> _EXERCISE DIRECTIONS_
Extract the lines from the beginning of the data through the line containing "positive clicks: (787, 985) (558, 947)", copying them verbatim.
%%
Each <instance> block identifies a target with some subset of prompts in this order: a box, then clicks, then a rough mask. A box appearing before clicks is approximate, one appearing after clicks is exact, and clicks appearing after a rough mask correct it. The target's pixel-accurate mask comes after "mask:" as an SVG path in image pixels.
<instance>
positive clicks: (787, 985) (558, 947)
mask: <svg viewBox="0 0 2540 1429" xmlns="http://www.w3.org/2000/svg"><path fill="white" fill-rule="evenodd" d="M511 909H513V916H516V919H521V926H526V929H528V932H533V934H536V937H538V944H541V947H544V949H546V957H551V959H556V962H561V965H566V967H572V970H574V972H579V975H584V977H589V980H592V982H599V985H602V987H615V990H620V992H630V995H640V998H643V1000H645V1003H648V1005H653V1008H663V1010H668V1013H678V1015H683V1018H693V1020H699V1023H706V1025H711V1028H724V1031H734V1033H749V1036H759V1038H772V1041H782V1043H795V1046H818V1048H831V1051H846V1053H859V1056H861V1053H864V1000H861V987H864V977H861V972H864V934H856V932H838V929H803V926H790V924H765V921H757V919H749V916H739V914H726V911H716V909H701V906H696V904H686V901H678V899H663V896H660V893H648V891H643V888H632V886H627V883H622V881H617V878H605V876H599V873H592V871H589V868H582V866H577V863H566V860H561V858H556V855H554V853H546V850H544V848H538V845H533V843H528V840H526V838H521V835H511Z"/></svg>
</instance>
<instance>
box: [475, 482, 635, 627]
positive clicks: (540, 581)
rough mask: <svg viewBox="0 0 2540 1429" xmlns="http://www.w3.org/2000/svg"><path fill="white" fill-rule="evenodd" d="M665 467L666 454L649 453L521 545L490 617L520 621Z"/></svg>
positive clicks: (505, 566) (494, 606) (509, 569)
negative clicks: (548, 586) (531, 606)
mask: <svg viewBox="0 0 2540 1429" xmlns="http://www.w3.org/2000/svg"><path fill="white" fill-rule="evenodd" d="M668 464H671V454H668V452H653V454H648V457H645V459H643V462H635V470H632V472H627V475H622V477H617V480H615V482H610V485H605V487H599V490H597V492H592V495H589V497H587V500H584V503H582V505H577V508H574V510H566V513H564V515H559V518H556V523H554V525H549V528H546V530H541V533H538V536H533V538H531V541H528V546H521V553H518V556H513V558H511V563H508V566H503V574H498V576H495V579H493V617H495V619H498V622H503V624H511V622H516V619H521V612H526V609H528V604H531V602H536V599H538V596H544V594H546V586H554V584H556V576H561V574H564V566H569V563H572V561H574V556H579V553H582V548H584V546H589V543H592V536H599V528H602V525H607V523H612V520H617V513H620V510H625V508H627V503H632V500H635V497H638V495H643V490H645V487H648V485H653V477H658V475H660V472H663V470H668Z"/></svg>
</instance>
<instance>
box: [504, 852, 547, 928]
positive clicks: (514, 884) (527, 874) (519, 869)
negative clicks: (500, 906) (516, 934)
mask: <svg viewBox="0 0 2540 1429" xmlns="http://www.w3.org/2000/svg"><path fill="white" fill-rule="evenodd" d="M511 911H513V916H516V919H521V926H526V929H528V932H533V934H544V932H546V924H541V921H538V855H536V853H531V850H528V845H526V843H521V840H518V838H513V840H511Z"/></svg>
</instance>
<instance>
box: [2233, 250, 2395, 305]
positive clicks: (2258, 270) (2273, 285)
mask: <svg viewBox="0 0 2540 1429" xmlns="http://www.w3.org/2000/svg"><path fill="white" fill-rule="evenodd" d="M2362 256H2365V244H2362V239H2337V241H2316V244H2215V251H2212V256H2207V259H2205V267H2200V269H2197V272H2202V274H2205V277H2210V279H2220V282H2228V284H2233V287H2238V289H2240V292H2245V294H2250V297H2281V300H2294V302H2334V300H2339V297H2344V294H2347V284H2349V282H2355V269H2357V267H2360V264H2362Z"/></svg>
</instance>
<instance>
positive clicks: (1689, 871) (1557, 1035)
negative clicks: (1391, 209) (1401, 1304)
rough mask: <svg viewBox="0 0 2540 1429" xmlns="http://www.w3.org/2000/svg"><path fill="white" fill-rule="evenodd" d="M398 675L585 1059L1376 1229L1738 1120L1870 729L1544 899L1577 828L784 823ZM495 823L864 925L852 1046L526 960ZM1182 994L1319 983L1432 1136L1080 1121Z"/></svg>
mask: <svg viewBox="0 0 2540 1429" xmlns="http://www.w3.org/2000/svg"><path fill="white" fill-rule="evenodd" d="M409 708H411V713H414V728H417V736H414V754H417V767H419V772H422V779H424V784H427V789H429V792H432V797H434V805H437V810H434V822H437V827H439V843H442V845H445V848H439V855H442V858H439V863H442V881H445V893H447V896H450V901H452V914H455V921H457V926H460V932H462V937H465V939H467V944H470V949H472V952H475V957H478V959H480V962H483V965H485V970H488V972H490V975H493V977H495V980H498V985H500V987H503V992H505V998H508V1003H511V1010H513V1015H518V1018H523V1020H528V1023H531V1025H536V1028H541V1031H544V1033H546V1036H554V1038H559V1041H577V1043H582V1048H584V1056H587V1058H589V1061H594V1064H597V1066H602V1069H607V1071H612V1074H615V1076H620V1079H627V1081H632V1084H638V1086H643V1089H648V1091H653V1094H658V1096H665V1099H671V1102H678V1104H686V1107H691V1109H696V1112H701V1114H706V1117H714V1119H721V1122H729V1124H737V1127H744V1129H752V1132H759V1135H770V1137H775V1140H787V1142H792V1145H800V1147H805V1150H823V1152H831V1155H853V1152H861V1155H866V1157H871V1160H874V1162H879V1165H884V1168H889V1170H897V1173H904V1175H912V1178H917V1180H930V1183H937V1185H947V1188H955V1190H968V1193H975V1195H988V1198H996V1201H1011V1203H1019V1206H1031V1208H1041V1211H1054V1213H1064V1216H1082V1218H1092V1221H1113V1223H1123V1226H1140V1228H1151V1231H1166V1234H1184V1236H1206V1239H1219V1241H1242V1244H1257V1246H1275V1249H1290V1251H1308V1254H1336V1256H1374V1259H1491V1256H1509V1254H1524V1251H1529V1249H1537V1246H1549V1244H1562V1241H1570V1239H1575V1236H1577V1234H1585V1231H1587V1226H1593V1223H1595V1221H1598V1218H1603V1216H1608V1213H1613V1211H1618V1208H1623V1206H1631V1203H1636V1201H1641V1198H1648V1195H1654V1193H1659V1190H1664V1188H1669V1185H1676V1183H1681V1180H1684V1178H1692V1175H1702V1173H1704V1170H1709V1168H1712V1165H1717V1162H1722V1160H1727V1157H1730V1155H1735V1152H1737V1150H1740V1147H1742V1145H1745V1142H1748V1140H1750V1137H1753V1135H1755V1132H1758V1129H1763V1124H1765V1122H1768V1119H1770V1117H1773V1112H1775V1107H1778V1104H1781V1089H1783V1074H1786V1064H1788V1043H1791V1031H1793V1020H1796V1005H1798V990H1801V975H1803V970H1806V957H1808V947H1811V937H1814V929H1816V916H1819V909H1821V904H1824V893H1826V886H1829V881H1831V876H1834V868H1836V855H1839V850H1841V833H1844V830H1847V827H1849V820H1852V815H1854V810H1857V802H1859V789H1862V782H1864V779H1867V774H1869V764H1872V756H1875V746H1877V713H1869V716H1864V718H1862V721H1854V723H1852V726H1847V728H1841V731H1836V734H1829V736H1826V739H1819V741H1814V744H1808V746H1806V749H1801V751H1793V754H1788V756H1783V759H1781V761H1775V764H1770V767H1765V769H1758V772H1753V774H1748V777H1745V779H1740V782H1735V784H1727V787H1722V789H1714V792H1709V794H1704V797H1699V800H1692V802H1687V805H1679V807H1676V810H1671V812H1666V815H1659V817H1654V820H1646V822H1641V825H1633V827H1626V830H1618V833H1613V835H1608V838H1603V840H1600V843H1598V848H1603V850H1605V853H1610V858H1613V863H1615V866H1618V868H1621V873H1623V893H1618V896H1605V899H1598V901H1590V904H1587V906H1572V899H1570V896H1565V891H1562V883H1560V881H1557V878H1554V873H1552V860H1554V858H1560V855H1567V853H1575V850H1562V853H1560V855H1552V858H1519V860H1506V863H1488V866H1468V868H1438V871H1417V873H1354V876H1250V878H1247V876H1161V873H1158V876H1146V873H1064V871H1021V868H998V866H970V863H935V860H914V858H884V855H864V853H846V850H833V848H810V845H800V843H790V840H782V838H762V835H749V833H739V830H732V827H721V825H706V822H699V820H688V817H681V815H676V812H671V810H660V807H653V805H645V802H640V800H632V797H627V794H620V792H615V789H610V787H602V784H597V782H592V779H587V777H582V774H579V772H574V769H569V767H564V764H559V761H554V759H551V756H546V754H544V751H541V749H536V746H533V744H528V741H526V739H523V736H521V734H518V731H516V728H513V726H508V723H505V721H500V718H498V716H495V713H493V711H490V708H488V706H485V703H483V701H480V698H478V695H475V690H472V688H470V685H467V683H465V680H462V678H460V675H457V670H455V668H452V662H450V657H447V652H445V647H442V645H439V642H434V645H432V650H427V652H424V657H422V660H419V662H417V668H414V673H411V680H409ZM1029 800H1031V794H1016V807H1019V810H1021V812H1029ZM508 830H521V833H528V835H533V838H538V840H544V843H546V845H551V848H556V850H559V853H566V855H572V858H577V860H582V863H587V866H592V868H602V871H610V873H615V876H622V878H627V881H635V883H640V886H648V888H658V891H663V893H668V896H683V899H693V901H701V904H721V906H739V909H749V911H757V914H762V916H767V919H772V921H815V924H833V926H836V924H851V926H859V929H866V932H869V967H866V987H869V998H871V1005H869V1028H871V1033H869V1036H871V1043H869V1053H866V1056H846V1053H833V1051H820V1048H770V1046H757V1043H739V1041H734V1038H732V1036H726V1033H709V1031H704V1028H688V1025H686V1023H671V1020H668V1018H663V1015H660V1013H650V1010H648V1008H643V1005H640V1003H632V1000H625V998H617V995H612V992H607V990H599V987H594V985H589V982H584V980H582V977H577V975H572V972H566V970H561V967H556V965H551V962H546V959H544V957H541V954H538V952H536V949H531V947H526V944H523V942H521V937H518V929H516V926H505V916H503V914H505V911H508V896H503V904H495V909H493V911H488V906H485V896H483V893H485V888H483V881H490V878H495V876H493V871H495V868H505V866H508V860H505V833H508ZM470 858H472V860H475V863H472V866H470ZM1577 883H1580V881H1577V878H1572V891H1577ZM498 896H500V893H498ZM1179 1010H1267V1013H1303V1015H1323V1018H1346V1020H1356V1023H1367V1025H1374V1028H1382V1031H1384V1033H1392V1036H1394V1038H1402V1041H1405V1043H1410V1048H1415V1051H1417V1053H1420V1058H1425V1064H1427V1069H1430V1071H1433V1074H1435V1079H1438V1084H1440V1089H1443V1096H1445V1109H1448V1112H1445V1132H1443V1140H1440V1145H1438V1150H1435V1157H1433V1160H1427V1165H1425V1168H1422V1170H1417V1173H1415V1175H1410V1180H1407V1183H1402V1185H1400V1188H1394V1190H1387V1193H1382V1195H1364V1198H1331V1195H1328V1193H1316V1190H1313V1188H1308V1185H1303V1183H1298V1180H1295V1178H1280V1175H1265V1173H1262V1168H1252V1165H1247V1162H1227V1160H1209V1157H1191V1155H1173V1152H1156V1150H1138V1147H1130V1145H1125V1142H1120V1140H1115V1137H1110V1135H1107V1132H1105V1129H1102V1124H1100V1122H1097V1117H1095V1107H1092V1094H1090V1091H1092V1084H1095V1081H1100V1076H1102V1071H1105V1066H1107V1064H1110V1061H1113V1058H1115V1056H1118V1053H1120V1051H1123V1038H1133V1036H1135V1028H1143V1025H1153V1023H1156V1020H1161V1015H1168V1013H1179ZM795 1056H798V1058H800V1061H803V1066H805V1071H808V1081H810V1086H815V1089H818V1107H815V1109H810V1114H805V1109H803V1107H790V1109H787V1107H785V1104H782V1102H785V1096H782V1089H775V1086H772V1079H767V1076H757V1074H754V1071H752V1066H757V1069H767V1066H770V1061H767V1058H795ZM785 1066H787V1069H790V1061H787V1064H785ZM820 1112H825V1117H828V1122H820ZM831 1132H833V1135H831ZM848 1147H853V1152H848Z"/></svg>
%%
> _RESPONSE AREA_
Each <instance> block identifies a target with some subset of prompts in this order: a box, then clicks, then a rough mask. A box appearing before clicks is approximate, one appearing after clicks is exact, and clicks appearing after a rough mask correct it. The target's pixel-accurate mask comes after "mask:" as an SVG path in image pixels.
<instance>
positive clicks: (787, 985) (558, 947)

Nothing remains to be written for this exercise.